---------- EXCERPT PROVIDED

The 4 arrondissements of the Nièvre department are:
 Arrondissement of Château-Chinon (Ville), (subprefecture: Château-Chinon (Ville)) with 80 communes.  The population of the arrondissement was 28,291 in 2016.  
 Arrondissement of Clamecy, (subprefecture: Clamecy) with 84 communes.  The population of the arrondissement was 21,364 in 2016.  
 Arrondissement of Cosne-Cours-sur-Loire, (subprefecture: Cosne-Cours-sur-Loire) with 63 communes.  The population of the arrondissement was 43,893 in 2016.
 Arrondissement of Nevers, (prefecture of the Nièvre department: Nevers) with 82 communes.  The population of the arrondissement was 115,613 in 2016.

History

In 1800 the arrondissements of Nevers, Château-Chinon, Clamecy and Cosne were established. The arrondissement of Cosne was disbanded in 1926, and restored in 1943.

--------------------

- **YOUR TASKS**:
A: According to the text on the arrondissements of the Nièvre department, in which year was the arrondissement of Cosne disbanded?
B: Write a continuation of the text on the arrondissements of the Nièvre department, picking up after its last sentence.

---------- DATA SECTION

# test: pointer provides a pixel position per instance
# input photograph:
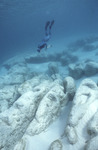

--------------------

- **EXPECTED ANSWERS**:
A: 1926

B:
The borders of the arrondissements of Nièvre were modified in January 2017:
 one commune from the arrondissement of Château-Chinon (Ville) to the arrondissement of Clamecy
 one commune from the arrondissement of Château-Chinon (Ville) to the arrondissement of Nevers
 nine communes from the arrondissement of Clamecy to the arrondissement of Château-Chinon (Ville)
 one commune from the arrondissement of Cosne-Cours-sur-Loire to the arrondissement of Clamecy
 one commune from the arrondissement of Nevers to the arrondissement of Château-Chinon (Ville)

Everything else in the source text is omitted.